◆ Tarea A ◆
Organiza las líneas del listado que aparece más abajo como una tabla Markdown con las columnas «Fila» y «Línea». Numera cada fila y omite las líneas en blanco.

◆ Fragmento ◆
No creo en el azar, sí en el destino. El mismo día en que me quejaba en twitter de la pérdida de varios libros, un amigo me envió la fotografía de la Antología poética de Rilke, en la vieja edición de Austral. En los cantos podía leerse aún el viejo sello con mi nombre. El ex-libris de la portadilla, lo confirmaba. ¿Cómo había llegado hasta él? Un amigo encuadernador, a quien yo no conocía, se lo había vendido. Entonces volvieron a mis ojos los momentos infaustos en que la necesidad me llevó a guardar en sendas bolsas del mandado (las mismas que antes relaté) buena parte de mi colección Austral y a venderla hace más de treinta y cinco años.

◆ Datos en bruto ◆

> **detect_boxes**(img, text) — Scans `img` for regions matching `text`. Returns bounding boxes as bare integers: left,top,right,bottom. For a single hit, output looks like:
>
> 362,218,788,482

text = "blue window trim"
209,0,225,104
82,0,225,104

◆ Tarea B ◆
Según el fragmento, ¿qué libro aparecía en la fotografía que envió el amigo?

◆ Salida completa A ◆
| Fila | Línea |
|---|---|
| 1 | > **detect_boxes**(img, text) — Scans `img` for regions matching `text`. Returns bounding boxes as bare integers: left,top,right,bottom. For a single hit, output looks like: |
| 2 | > |
| 3 | > 362,218,788,482 |
| 4 | text = "blue window trim" |
| 5 | 209,0,225,104 |
| 6 | 82,0,225,104 |

◆ Salida completa B ◆
La Antología poética de Rilke, en la vieja edición de Austral.